(WHAT YOU WILL DO): Word for word, and with pictures excluded, copy out all the records that follow.
*-*-*
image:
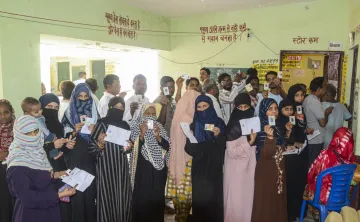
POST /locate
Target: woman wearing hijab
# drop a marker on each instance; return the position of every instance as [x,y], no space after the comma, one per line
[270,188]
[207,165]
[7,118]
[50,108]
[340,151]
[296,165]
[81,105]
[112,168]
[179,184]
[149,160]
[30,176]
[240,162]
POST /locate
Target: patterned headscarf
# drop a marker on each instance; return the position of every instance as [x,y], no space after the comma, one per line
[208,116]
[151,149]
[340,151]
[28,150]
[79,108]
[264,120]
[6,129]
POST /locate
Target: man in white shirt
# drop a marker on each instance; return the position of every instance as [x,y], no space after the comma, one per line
*-*-*
(TASK SOLUTION):
image:
POST /locate
Target: woman wearing hijab
# drop a marker on each instance; return the position of every instance as [x,y], no space after the comma, one per line
[270,188]
[207,165]
[7,118]
[50,108]
[340,151]
[296,165]
[81,105]
[112,168]
[179,184]
[149,160]
[30,176]
[240,162]
POST /locate
Target: patterned headscarf
# drop a marker on each instance; return the position of every instance as [x,y], no space after the comma, one per line
[208,116]
[151,149]
[340,151]
[28,150]
[79,108]
[264,120]
[6,129]
POST /locate
Target: man in white shirt
# drop a marker on each instance; return the position of every instance as [x,y], no space after the comma, one per line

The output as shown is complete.